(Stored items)
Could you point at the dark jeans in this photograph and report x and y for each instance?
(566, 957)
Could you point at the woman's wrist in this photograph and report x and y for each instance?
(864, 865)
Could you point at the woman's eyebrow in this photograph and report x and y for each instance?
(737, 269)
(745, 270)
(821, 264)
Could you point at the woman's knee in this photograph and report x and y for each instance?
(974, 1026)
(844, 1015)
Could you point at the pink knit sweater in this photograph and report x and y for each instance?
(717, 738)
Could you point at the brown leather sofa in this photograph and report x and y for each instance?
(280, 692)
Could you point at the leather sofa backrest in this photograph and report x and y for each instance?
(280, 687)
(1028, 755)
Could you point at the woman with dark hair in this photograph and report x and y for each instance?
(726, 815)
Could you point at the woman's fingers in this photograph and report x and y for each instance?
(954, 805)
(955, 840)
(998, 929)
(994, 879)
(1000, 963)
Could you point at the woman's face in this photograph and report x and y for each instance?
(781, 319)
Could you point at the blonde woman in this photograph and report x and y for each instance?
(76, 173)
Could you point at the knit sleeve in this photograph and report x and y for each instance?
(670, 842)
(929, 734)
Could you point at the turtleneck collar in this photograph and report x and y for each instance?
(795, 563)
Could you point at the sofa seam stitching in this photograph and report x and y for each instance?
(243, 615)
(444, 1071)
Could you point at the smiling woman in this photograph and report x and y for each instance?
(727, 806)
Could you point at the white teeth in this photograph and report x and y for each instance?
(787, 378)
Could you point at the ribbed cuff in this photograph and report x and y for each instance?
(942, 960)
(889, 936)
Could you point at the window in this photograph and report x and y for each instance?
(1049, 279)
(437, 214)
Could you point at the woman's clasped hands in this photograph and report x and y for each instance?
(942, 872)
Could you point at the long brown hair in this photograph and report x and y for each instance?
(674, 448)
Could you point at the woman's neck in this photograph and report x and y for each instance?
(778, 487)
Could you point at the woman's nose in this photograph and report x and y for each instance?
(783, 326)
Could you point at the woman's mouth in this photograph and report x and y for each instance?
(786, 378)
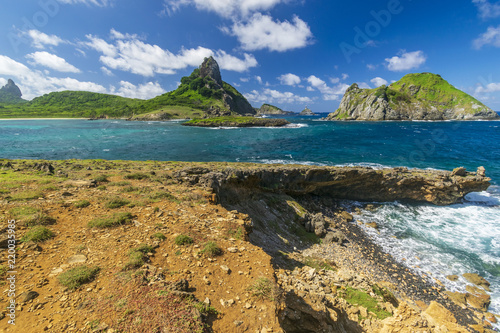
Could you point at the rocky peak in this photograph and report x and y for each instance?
(12, 89)
(210, 68)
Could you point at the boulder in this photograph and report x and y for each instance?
(336, 236)
(28, 296)
(315, 223)
(461, 172)
(477, 280)
(481, 172)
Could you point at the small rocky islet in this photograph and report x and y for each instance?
(236, 245)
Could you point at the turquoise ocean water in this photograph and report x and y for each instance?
(441, 240)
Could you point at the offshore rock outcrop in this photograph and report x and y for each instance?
(352, 183)
(422, 96)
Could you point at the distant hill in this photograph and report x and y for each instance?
(11, 94)
(307, 112)
(268, 109)
(204, 90)
(203, 93)
(424, 96)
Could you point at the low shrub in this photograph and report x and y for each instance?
(183, 240)
(116, 203)
(211, 249)
(263, 288)
(111, 221)
(136, 176)
(39, 219)
(38, 234)
(77, 276)
(81, 204)
(160, 236)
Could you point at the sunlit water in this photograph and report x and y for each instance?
(441, 240)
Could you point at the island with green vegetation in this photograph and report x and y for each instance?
(202, 94)
(424, 96)
(268, 109)
(232, 121)
(307, 112)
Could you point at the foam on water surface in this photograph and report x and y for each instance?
(442, 241)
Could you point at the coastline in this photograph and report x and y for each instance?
(229, 191)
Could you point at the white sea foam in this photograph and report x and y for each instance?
(288, 161)
(299, 125)
(375, 166)
(453, 240)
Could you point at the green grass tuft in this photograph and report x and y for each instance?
(183, 240)
(26, 195)
(358, 297)
(136, 176)
(38, 234)
(81, 204)
(160, 236)
(111, 221)
(22, 211)
(78, 276)
(211, 249)
(116, 203)
(39, 219)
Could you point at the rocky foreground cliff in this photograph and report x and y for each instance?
(424, 96)
(110, 246)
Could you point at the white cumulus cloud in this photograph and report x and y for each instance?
(329, 93)
(224, 8)
(135, 56)
(52, 61)
(490, 37)
(262, 32)
(378, 81)
(232, 63)
(275, 96)
(106, 71)
(34, 83)
(406, 61)
(98, 3)
(289, 79)
(39, 39)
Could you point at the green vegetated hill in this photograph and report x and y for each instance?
(10, 94)
(268, 109)
(424, 96)
(203, 93)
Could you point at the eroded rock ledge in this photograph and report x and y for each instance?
(352, 183)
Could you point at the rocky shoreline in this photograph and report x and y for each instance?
(237, 122)
(292, 258)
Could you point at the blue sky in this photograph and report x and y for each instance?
(290, 53)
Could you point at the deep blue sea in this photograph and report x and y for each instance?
(441, 240)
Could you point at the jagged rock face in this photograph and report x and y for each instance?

• **Task details**
Rewrite all the lines above as a Markdown table with the columns "No." and "Line": one row per line, numbered in order, with blank lines skipped. Leave the pictures out.

• **Task result**
| No. | Line |
|---|---|
| 1 | Could you point at the dark jeans in this photograph and report x and y for each instance? |
| 2 | (566, 957) |
| 3 | Could you point at the woman's wrist in this photograph and report x and y for each instance? |
| 4 | (864, 865) |
| 5 | Could you point at the woman's eyebrow in this photograph and report x and y for each instance? |
| 6 | (737, 269) |
| 7 | (745, 270) |
| 8 | (821, 264) |
| 9 | Could you point at the woman's knee in this photograph and report x and y for each instance? |
| 10 | (974, 1026) |
| 11 | (844, 1015) |
| 12 | Could you point at the pink knit sweater in this photograph and report x and y for each instance? |
| 13 | (717, 738) |
| 14 | Could you point at the brown leather sofa in this photograph and report x and y for each instance? |
| 15 | (280, 692) |
| 16 | Could you point at the leather sofa backrest in this photograph and report x and y for each instance? |
| 17 | (280, 687) |
| 18 | (1028, 755) |
| 19 | Could you point at the woman with dark hair in this photograph and report x and y for each instance? |
| 20 | (726, 815) |
| 21 | Could you point at the woman's fingers in this photograph and report x and y for each instance? |
| 22 | (954, 805) |
| 23 | (955, 840) |
| 24 | (998, 929) |
| 25 | (994, 879) |
| 26 | (1000, 963) |
| 27 | Could you point at the woman's face in this photograph and report x and y for each instance? |
| 28 | (781, 319) |
| 29 | Could you point at the blonde woman in this photograph and report x and y for each instance? |
| 30 | (76, 173) |
| 31 | Could you point at the knit sleeve in this photograph and report x and y for each instance? |
| 32 | (670, 842) |
| 33 | (929, 734) |
| 34 | Could you point at the turtleneck collar in this photograph and report x and y for each instance? |
| 35 | (795, 563) |
| 36 | Could you point at the sofa seam stitching in this photograph and report x and y for each instance? |
| 37 | (243, 615) |
| 38 | (444, 1071) |
| 39 | Could you point at the smiling woman in this photograph and report x and y for each instance? |
| 40 | (727, 806) |
| 41 | Could you point at the white teeth in this photograph and report x and y for each instance? |
| 42 | (787, 378) |
| 43 | Could you point at the ribbed cuff in this photograph and report x and y for each instance? |
| 44 | (942, 960) |
| 45 | (889, 936) |
| 46 | Could you point at the window in this photograph and report x and y for each instance? |
| 47 | (1049, 279) |
| 48 | (437, 214) |
| 49 | Could you point at the woman's clasped hands in this photograph and report x and y for each instance? |
| 50 | (942, 872) |
| 51 | Could you point at the long brown hair in this photograph and report x and y for each instance? |
| 52 | (674, 448) |
| 53 | Could you point at the woman's neck in this photograph and report x and y for each instance? |
| 54 | (778, 487) |
| 55 | Could you point at the woman's nose in this photograph and report x and y for each instance? |
| 56 | (783, 326) |
| 57 | Could you point at the woman's mouth in this photograph and report x and y for each instance? |
| 58 | (786, 378) |
| 59 | Could you point at the rocky peak in this photograph and report x and y for each instance? |
| 60 | (12, 89) |
| 61 | (210, 68) |
| 62 | Could you point at the boulder in this photograph and report x and y for each instance? |
| 63 | (336, 236) |
| 64 | (28, 296) |
| 65 | (315, 223) |
| 66 | (461, 172) |
| 67 | (477, 280) |
| 68 | (481, 172) |
| 69 | Could you point at the small rocky islet in this photograph and report x and y for each instance? |
| 70 | (236, 245) |
| 71 | Could you point at the turquoise ocean water in this photograph and report x and y for each instance? |
| 72 | (441, 240) |
| 73 | Could you point at the offshore rock outcrop in this photograph and report x and y for each instance? |
| 74 | (352, 183) |
| 75 | (422, 96) |
| 76 | Could you point at the distant hill in this photograph and report x and y for each instance? |
| 77 | (11, 94) |
| 78 | (307, 112) |
| 79 | (268, 109) |
| 80 | (204, 90) |
| 81 | (203, 93) |
| 82 | (424, 96) |
| 83 | Could you point at the low shrub in this photograph and report x and y for each instance? |
| 84 | (183, 240) |
| 85 | (116, 203) |
| 86 | (211, 249) |
| 87 | (263, 288) |
| 88 | (111, 221) |
| 89 | (136, 176) |
| 90 | (39, 219) |
| 91 | (38, 234) |
| 92 | (77, 276) |
| 93 | (81, 204) |
| 94 | (160, 236) |
| 95 | Could you point at the sunlit water in this photograph and report x and y for each instance? |
| 96 | (441, 240) |
| 97 | Could you point at the island with green vegetation in this photograph and report x and y for each instance? |
| 98 | (202, 94) |
| 99 | (424, 96) |
| 100 | (268, 109) |
| 101 | (232, 121) |
| 102 | (307, 112) |
| 103 | Could you point at the foam on water surface in this photograph and report x and y for each instance? |
| 104 | (442, 241) |
| 105 | Could you point at the coastline in this photograph and report x and y for each instance? |
| 106 | (229, 191) |
| 107 | Could you point at the white sea foam in this photograph and report x and y for each instance? |
| 108 | (288, 161) |
| 109 | (299, 125) |
| 110 | (375, 166) |
| 111 | (453, 240) |
| 112 | Could you point at the green grass tuft in this photograph and report x and y for each instance? |
| 113 | (183, 240) |
| 114 | (26, 195) |
| 115 | (358, 297) |
| 116 | (136, 176) |
| 117 | (38, 234) |
| 118 | (81, 204) |
| 119 | (160, 236) |
| 120 | (111, 221) |
| 121 | (22, 211) |
| 122 | (78, 276) |
| 123 | (211, 249) |
| 124 | (116, 203) |
| 125 | (39, 219) |
| 126 | Could you point at the rocky foreground cliff in this photograph and report x and y for each instance? |
| 127 | (424, 96) |
| 128 | (110, 246) |
| 129 | Could you point at the white cumulus cloud in this photograph and report x and y for each instance? |
| 130 | (329, 93) |
| 131 | (224, 8) |
| 132 | (135, 56) |
| 133 | (52, 61) |
| 134 | (490, 37) |
| 135 | (262, 32) |
| 136 | (378, 81) |
| 137 | (232, 63) |
| 138 | (275, 96) |
| 139 | (106, 71) |
| 140 | (34, 83) |
| 141 | (406, 61) |
| 142 | (98, 3) |
| 143 | (289, 79) |
| 144 | (39, 39) |
| 145 | Could you point at the green vegetated hill in this photograph and report x and y for each instance? |
| 146 | (10, 94) |
| 147 | (268, 109) |
| 148 | (424, 96) |
| 149 | (203, 93) |
| 150 | Could you point at the eroded rock ledge in this photograph and report x and y for each instance? |
| 151 | (352, 183) |
| 152 | Could you point at the rocky shoreline in this photograph and report x and y for each instance? |
| 153 | (237, 122) |
| 154 | (292, 258) |
| 155 | Could you point at the blue sky in this photograph and report x and y for each instance? |
| 156 | (290, 53) |
| 157 | Could you point at the deep blue sea in this photograph and report x and y for each instance? |
| 158 | (441, 240) |
| 159 | Could you point at the jagged rock face in this photograph and report x and y for each instance? |